> Given problem:
Condense the comic review's paragraph that begins "In 2080, the world has flooded" into a short list that keeps its main facts.

Snow: The Dawn
Part 1 of 12
Review by Brad Gischia
Written by Nick Goode
Illustrations by Harry Hughes
In 2080, the world has flooded. Ice caps have retreated and added hundreds of millions of gallons to the oceans, erasing the coastlines of the continents of the world as we know them. In the United Kingdom what remains of London has been divided into boroughs, each under the leadership of a councilman.
Welcome to Snow: The Dawn, an independent comic written by Nick Goode and illustrated by Harry Hughes. It is the world that former vice-president Al Gore warned against. It is the future that will surely happen if humanity cannot get their act together and stop screwing the environment up.
Our hero is not one. James Snow works for the councilman of Islington, one of the boroughs, a man consumed with work because there is little else for him to do. After work one night he is mugged and shot with some kind of dart. He wakes in a heap in an alley and struggles home, where he is violently sick for several days. When James goes to the grocery store a couple of days later he witnesses a hold-up, and stops it. This is only the beginning. His reaction is fast and violent, everything that James has never been, and his eyes have changed color from dark to cold blue. Something has changed in James, something essential and at his core.

[Coordinate labeling data]

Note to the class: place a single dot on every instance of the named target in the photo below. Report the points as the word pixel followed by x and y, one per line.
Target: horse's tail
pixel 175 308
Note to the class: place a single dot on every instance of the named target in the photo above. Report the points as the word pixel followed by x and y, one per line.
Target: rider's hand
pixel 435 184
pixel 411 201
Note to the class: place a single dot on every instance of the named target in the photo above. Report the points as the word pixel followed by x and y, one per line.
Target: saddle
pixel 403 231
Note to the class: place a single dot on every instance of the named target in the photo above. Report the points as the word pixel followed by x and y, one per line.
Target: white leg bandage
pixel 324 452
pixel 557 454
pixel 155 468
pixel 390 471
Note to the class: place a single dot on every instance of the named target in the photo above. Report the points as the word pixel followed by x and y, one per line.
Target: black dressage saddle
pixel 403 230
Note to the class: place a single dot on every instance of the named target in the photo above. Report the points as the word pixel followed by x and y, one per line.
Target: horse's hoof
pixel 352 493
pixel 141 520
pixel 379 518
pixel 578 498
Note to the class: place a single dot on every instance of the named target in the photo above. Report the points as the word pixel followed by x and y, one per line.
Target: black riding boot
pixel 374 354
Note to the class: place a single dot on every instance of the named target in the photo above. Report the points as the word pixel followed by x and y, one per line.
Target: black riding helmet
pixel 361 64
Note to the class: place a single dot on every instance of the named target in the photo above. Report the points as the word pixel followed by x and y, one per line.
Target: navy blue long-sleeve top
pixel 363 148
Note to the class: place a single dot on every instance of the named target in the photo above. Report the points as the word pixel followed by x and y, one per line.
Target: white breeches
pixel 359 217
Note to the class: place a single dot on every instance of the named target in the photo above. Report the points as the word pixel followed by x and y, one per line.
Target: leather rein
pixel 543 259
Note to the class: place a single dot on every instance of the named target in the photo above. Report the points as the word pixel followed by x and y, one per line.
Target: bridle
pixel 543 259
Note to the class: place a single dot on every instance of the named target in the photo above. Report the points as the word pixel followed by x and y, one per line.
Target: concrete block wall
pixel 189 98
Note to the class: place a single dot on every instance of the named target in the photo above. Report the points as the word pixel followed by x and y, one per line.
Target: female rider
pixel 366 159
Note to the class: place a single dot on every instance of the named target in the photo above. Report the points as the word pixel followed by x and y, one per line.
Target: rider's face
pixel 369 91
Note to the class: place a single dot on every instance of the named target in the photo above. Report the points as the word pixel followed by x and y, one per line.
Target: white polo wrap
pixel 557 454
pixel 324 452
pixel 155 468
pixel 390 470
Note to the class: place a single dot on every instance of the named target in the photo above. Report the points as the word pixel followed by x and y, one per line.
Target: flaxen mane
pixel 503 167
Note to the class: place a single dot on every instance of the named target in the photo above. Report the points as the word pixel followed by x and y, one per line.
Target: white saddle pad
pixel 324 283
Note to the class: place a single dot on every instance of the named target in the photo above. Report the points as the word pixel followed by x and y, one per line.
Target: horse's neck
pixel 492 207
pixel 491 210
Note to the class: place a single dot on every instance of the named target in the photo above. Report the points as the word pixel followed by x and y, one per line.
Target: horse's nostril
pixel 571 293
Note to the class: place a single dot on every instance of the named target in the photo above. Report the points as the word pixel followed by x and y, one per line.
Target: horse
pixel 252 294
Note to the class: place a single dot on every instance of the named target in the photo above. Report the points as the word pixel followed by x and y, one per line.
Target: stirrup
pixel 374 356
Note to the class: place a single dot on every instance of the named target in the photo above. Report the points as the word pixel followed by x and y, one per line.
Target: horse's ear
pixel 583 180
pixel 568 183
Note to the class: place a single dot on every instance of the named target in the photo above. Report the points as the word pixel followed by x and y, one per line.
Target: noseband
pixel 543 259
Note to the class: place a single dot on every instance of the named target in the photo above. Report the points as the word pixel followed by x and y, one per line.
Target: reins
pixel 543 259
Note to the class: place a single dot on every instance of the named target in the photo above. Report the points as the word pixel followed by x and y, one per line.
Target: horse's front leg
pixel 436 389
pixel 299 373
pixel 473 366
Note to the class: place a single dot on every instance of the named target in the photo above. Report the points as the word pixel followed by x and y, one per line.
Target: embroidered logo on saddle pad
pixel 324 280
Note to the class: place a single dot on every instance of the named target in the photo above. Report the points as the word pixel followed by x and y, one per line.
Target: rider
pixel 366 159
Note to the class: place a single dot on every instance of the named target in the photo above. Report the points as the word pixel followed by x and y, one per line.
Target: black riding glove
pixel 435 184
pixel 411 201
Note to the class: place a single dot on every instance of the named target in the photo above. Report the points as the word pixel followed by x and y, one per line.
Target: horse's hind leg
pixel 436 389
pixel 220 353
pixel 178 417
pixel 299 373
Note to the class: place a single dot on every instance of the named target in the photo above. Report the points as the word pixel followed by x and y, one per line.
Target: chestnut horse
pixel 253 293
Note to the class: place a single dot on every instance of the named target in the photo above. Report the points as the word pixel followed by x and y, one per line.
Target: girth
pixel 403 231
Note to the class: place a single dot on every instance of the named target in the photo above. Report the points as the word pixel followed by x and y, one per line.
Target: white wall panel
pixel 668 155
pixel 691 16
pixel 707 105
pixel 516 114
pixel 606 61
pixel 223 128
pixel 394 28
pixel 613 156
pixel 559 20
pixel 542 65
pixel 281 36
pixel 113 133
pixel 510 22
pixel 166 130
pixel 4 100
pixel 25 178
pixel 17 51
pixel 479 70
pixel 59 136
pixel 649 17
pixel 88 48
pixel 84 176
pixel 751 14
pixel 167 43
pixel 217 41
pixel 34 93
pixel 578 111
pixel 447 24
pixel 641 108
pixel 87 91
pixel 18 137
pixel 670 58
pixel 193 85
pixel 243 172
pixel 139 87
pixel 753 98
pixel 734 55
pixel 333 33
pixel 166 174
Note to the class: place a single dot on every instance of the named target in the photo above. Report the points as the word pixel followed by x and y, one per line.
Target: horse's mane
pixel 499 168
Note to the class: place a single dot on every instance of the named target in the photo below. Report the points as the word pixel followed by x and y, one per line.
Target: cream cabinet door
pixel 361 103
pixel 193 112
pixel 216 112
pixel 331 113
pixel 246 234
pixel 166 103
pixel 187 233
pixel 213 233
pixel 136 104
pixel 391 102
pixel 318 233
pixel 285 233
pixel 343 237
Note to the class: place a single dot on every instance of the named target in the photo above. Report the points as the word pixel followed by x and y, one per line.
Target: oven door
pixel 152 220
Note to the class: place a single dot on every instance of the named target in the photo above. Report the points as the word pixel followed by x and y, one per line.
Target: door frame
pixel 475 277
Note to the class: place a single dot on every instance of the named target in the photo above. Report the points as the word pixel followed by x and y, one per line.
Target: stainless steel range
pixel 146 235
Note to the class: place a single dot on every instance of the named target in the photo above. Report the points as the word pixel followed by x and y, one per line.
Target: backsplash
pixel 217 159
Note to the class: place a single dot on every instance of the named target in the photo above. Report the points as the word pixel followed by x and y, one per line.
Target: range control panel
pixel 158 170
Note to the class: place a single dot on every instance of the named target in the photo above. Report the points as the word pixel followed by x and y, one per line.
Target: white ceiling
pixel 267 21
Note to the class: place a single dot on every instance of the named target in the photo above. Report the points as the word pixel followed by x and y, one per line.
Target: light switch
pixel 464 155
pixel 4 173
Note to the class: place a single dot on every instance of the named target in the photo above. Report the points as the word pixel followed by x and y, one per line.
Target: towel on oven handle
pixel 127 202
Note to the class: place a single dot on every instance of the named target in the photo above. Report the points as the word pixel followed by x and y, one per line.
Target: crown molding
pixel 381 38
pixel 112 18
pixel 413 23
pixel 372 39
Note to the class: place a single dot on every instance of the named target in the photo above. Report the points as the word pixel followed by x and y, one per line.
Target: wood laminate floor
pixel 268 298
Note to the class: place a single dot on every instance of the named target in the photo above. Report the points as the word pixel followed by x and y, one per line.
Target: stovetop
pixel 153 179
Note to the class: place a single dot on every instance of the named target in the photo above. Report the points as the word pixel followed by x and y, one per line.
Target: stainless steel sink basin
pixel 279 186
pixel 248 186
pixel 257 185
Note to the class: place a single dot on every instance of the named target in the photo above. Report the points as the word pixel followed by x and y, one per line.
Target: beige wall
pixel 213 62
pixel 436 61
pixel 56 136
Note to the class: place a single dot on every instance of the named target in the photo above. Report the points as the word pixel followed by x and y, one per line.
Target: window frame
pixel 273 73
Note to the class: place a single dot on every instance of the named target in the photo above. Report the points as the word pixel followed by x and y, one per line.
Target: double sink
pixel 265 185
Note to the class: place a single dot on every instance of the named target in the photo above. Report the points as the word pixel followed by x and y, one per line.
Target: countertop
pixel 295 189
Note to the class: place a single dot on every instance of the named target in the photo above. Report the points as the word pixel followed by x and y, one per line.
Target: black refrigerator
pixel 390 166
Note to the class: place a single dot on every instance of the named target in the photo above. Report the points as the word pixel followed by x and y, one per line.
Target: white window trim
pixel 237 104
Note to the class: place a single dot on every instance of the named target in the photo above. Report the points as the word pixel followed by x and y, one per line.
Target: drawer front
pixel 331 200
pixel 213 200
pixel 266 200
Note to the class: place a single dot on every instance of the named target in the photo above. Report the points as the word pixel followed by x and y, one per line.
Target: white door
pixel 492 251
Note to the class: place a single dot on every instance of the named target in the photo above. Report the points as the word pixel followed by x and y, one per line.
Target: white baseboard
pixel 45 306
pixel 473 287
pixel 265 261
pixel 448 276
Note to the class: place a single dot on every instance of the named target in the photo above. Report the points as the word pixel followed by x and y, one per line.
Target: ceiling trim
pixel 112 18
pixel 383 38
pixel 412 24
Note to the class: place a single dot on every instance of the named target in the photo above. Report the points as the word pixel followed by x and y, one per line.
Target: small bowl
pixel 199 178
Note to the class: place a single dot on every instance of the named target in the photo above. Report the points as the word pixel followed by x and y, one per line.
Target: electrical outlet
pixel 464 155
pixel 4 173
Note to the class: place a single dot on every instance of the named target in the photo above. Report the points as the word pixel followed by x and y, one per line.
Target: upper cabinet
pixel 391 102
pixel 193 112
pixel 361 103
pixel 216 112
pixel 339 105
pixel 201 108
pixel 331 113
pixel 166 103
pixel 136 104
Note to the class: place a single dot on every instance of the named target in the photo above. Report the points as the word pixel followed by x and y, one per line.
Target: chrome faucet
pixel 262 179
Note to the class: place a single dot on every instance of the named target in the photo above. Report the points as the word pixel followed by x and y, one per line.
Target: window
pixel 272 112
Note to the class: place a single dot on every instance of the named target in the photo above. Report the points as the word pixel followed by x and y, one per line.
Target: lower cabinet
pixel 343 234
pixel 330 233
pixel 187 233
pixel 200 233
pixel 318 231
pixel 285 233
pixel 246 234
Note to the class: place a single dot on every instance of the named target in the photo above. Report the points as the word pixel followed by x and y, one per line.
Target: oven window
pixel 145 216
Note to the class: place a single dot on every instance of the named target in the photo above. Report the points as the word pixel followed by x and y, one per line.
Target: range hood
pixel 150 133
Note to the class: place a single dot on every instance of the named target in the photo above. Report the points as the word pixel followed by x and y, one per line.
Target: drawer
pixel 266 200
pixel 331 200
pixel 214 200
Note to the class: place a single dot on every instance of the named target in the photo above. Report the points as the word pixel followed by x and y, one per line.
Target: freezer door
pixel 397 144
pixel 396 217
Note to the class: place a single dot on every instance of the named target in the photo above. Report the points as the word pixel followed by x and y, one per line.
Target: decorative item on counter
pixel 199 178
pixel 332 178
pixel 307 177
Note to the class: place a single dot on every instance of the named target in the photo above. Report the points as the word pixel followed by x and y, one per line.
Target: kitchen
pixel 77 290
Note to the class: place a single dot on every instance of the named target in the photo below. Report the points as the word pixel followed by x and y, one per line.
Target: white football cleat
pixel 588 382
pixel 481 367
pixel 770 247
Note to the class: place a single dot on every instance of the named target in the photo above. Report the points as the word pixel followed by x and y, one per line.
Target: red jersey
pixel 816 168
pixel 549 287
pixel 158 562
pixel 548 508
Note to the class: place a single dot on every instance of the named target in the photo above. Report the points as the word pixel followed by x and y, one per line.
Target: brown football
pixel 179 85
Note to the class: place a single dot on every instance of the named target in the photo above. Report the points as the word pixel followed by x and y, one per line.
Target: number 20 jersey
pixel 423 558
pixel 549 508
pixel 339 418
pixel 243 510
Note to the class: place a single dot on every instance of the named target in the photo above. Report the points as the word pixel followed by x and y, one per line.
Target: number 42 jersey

> Reply to the task:
- In 2080, the world has flooded.
- Retreating ice caps have added hundreds of millions of gallons to the oceans, erasing the coastlines of the continents as we know them.
- In the United Kingdom, what remains of London is divided into boroughs.
- Each borough is led by a councilman.